■ **Problem statement**
Repeat, line for line, the entries printed below.

═════ Exercise data

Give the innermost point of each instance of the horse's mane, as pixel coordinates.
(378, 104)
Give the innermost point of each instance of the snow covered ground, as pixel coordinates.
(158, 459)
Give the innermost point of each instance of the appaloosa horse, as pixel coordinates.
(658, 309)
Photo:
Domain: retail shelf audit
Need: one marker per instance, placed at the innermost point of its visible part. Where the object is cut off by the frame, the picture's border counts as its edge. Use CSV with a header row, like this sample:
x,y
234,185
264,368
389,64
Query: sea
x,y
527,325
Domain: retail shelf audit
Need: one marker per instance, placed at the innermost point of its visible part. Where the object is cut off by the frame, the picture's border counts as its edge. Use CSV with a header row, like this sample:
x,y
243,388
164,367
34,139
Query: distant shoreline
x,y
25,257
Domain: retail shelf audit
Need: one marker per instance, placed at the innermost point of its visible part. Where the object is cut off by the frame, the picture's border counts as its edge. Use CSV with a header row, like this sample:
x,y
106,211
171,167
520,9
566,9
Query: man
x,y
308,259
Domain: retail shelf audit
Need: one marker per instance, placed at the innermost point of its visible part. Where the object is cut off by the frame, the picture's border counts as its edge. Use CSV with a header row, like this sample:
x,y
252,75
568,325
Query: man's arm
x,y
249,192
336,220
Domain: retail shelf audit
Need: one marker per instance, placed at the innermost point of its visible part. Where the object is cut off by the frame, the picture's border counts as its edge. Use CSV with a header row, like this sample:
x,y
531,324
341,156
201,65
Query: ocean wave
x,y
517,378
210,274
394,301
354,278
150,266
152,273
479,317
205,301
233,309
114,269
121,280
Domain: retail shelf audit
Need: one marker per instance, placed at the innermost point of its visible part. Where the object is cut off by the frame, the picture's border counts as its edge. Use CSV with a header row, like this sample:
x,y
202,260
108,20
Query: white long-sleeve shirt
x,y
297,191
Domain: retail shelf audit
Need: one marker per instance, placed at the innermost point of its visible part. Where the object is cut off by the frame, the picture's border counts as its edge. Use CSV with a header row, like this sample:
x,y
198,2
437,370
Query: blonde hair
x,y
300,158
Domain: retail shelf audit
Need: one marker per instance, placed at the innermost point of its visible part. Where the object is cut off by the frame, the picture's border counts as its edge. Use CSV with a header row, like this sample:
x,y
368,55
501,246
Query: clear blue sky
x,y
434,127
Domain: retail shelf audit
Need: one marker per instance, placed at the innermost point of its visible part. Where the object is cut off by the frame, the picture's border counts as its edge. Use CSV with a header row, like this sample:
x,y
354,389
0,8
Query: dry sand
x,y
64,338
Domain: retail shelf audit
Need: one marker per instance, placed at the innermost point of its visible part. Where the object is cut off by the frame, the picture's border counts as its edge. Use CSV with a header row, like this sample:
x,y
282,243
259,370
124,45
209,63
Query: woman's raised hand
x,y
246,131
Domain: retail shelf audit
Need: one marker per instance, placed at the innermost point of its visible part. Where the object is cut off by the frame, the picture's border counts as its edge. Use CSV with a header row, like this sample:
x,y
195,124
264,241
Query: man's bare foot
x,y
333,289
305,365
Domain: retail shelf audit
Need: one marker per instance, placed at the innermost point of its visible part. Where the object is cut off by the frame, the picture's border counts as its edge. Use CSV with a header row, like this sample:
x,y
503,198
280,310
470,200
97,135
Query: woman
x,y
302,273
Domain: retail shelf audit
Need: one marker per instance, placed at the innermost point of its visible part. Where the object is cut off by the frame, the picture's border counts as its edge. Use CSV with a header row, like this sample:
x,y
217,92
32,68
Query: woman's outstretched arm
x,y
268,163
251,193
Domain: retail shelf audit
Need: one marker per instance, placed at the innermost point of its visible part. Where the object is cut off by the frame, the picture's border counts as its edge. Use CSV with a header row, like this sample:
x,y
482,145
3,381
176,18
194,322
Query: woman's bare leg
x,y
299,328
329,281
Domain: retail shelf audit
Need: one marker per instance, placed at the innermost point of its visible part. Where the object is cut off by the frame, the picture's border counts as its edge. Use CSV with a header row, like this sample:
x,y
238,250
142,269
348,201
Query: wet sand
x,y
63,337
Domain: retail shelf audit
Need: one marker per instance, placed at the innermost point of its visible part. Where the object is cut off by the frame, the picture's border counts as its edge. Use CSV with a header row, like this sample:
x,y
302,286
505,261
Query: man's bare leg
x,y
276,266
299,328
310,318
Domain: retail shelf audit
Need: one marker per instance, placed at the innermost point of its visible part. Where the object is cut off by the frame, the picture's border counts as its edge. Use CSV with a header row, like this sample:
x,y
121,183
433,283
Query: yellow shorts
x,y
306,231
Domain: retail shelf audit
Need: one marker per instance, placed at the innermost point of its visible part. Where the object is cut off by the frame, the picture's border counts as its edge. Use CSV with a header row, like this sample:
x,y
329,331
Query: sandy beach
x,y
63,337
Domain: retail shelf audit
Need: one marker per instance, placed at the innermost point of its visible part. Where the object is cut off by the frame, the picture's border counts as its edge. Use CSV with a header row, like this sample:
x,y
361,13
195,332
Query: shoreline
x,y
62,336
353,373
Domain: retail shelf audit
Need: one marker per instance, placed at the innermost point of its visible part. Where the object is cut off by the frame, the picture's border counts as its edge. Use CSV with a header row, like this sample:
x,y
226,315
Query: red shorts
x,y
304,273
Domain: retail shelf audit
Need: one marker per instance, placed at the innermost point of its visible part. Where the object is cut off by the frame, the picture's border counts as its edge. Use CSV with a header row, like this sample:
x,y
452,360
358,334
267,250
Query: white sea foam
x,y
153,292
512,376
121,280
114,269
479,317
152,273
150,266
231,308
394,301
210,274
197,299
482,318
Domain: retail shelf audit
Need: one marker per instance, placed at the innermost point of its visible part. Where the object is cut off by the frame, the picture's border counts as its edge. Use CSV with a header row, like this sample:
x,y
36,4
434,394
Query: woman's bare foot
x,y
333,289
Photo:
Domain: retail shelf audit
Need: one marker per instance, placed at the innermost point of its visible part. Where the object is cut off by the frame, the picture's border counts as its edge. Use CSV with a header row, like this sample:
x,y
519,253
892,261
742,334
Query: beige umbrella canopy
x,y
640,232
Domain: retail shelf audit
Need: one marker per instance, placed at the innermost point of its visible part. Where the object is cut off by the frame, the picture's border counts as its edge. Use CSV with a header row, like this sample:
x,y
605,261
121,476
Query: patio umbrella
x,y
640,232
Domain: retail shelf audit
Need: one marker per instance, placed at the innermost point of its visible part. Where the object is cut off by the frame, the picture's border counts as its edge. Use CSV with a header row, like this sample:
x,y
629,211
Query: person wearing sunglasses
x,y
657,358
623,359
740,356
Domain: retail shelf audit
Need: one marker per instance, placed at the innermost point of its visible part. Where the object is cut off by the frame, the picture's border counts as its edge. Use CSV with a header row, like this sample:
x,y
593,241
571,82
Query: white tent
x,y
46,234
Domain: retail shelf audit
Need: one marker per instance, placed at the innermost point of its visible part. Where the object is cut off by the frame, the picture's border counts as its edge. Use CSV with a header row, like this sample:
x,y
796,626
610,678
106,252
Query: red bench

══════════

■ **Exercise answer**
Give the innermost point of each instance of the horse's mane, as pixel coordinates.
(378, 104)
Give the innermost point of each instance of the snow covered ground, as pixel coordinates.
(158, 459)
Give the innermost point of each instance of the appaloosa horse, as pixel coordinates.
(658, 309)
Photo:
Domain: retail shelf audit
Need: one marker per instance, placed at the innermost point of its visible part. Where the object is cut off by the frame, the picture's border counts as its edge. Use CSV with a header row, like this sample:
x,y
234,185
264,368
389,64
Query: sea
x,y
527,325
Domain: retail shelf audit
Need: one marker per instance, placed at the innermost point of its visible part. Where the object is cut off by the frame, the picture's border counts as its edge. Use CSV with a header row, like this sample:
x,y
243,388
164,367
34,139
Query: distant shoreline
x,y
25,257
Domain: retail shelf audit
Need: one marker per instance, placed at the innermost point of its visible part. Where the object is cut off by the frame, the picture's border counts as its edge. Use CSV with a header row, like this sample:
x,y
106,211
171,167
520,9
566,9
Query: man
x,y
308,259
Domain: retail shelf audit
Need: one marker per instance, placed at the innermost point of its visible part. Where the object is cut off by the frame, the picture's border counts as its edge. Use CSV with a header row, like this sample:
x,y
252,75
568,325
Query: man's arm
x,y
249,192
336,220
Domain: retail shelf audit
Need: one marker per instance, placed at the innermost point of its visible part. Where the object is cut off by the frame, the picture's border counts as its edge. Use CSV with a header row, like this sample:
x,y
531,324
341,156
201,65
Query: ocean wave
x,y
517,378
210,274
394,301
354,278
150,266
152,273
479,317
205,301
233,309
114,269
121,280
Domain: retail shelf audit
Need: one marker per instance, placed at the innermost point of its visible part. Where the object is cut off by the frame, the picture's border counts as its edge. Use CSV with a header row, like this sample:
x,y
202,260
108,20
Query: white long-sleeve shirt
x,y
297,191
Domain: retail shelf audit
Need: one marker per instance, placed at the innermost point of its visible part. Where the object is cut off by the frame, the picture's border counts as its edge. Use CSV with a header row, like this sample:
x,y
198,2
437,370
Query: blonde hair
x,y
300,158
Domain: retail shelf audit
Need: one marker per instance, placed at the innermost point of its visible part. Where the object is cut off by the frame, the picture's border counts as its edge. Use CSV with a header row, like this sample:
x,y
368,55
501,246
Query: clear blue sky
x,y
434,127
Domain: retail shelf audit
Need: one marker per instance, placed at the innermost point of its visible part. Where the object is cut off by the frame, the picture's border counts as its edge. Use CSV with a header row, like this sample:
x,y
354,389
0,8
Query: dry sand
x,y
64,338
Domain: retail shelf audit
Need: one marker per instance, placed at the innermost point of its visible part. Where the object is cut off by the frame, the picture's border counts as its edge. Use CSV with a header row, like this sample:
x,y
282,243
259,370
124,45
209,63
Query: woman's raised hand
x,y
246,131
Domain: retail shelf audit
Need: one marker per instance, placed at the innermost point of its visible part. Where the object is cut off by the frame, the picture's border counts as its edge. Use CSV with a header row, like this sample:
x,y
195,124
264,241
Query: man's bare foot
x,y
333,289
305,365
Domain: retail shelf audit
Need: one marker per instance, placed at the innermost point of its visible part. Where the object is cut off by the frame, the picture's border counts as its edge. Use CSV with a header row, like this sample:
x,y
503,198
280,310
470,200
97,135
Query: woman
x,y
302,273
Domain: retail shelf audit
Need: one marker per instance, placed at the innermost point of its visible part. Where the object is cut off by the frame, the picture's border counts as its edge. Use CSV with a header row, like this sample:
x,y
217,92
32,68
Query: woman's outstretched arm
x,y
268,163
251,193
Domain: retail shelf audit
Need: one marker per instance, placed at the innermost point of its visible part. Where the object is cut off by the frame, the picture's border counts as its edge. Use CSV with a header row, like this sample:
x,y
482,145
3,381
176,18
194,322
Query: woman's bare leg
x,y
299,328
329,281
Domain: retail shelf audit
Need: one marker per instance, placed at the innermost point of its visible part. Where the object is cut off by the frame, the picture's border counts as its edge. Use CSV with a header row, like this sample:
x,y
238,250
142,269
348,201
Query: wet sand
x,y
63,337
Domain: retail shelf audit
Need: one marker per instance, placed at the innermost point of its visible part. Where the object is cut off by the frame, the picture's border counts as its edge. Use CSV with a header row, like this sample:
x,y
302,286
505,261
Query: man's bare leg
x,y
276,266
299,328
310,318
Domain: retail shelf audit
Need: one marker per instance, placed at the innermost point of its visible part. Where the object is cut off by the frame, the picture's border counts as its edge. Use CSV with a header row, like this sample:
x,y
121,183
433,283
Query: yellow shorts
x,y
306,231
Domain: retail shelf audit
Need: one marker per instance, placed at the innermost point of its visible part. Where the object is cut off by the frame, the picture's border counts as its edge. Use CSV with a header row, like this sample:
x,y
329,331
Query: sandy beach
x,y
63,337
Domain: retail shelf audit
Need: one marker per instance, placed at the innermost point of its visible part. Where the object is cut off by the frame, the picture's border counts as its edge. Use CSV with a header row, like this sample:
x,y
361,13
195,332
Query: shoreline
x,y
62,336
353,373
Domain: retail shelf audit
Need: one marker per instance, placed at the innermost point of its visible part. Where the object is cut off by the frame, the picture's border counts as its edge. Use CSV with a header row, like this sample:
x,y
226,315
Query: red shorts
x,y
304,273
Domain: retail shelf audit
Need: one marker per instance, placed at the innermost point of its visible part. Where the object is cut off by the frame, the picture's border counts as its edge. Use CSV with a header row, like this sample:
x,y
452,360
358,334
267,250
Query: white sea foam
x,y
153,292
512,376
121,280
114,269
479,317
152,273
150,266
231,308
394,301
210,274
197,299
482,318
Domain: retail shelf audit
Need: one marker per instance, placed at the innermost point of its visible part. Where the object is cut off by the frame, the picture's border counts as its edge. Use CSV with a header row, like this sample:
x,y
36,4
434,394
Query: woman's bare foot
x,y
333,289
Photo:
Domain: retail shelf audit
Need: one marker per instance, placed at the innermost point of its visible part. Where the object is cut off by the frame, the picture's border counts as its edge. Use CSV with a header row, like this sample:
x,y
519,253
892,261
742,334
Query: beige umbrella canopy
x,y
640,232
Domain: retail shelf audit
Need: one marker per instance, placed at the innermost point of its visible part. Where the object is cut off by the frame, the picture's border counts as its edge. Use CSV with a header row, like this sample:
x,y
605,261
121,476
Query: patio umbrella
x,y
640,232
Domain: retail shelf audit
Need: one marker per instance, placed at the innermost point of its visible part. Where the object is cut off by the frame, the picture's border counts as its edge. Use CSV with a header row, like this sample:
x,y
629,211
Query: person wearing sunglasses
x,y
657,358
623,359
740,356
Domain: retail shelf audit
Need: one marker per instance, placed at the innermost point of its visible part. Where the object is cut off by the frame, the picture's border counts as its edge. Use CSV with a header row, like this sample:
x,y
593,241
571,82
Query: white tent
x,y
46,234
Domain: retail shelf audit
Need: one marker per instance, placed at the innermost point of its visible part. Where the object is cut off by the frame, the picture's border counts as its edge. Use CSV with a header row, like this sample:
x,y
796,626
610,678
106,252
Query: red bench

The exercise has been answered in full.